Stored data:
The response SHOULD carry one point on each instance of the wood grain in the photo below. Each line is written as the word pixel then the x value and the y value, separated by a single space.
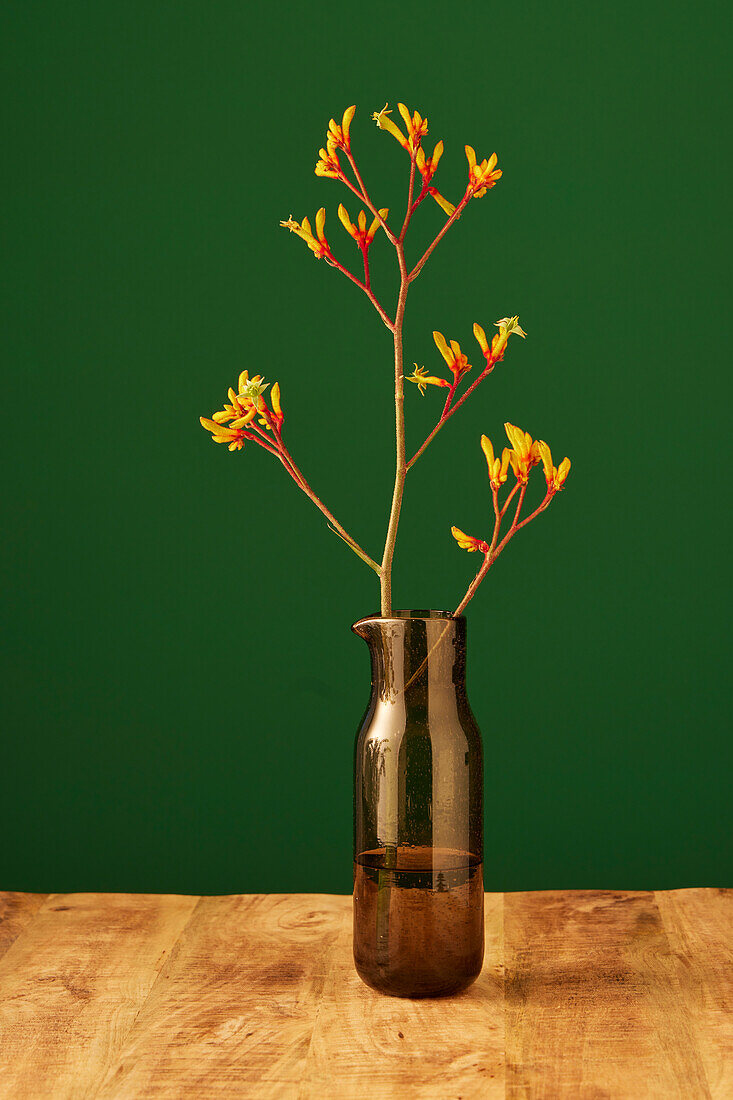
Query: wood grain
pixel 72 985
pixel 593 1005
pixel 699 926
pixel 17 911
pixel 583 994
pixel 233 1011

What you should do: Reproduce the listing above with every occurrence of "wood grain" substituted by "wood texture", keeping all other text unchanged, and omit the pictures from the output.

Full answer:
The response SHOULD carry one point on each instance of the wood texture in the photo below. Each line is written as the word pixel then the x value and the y value, separated by a single space.
Query: wood texture
pixel 72 985
pixel 593 1005
pixel 699 926
pixel 17 911
pixel 583 994
pixel 233 1011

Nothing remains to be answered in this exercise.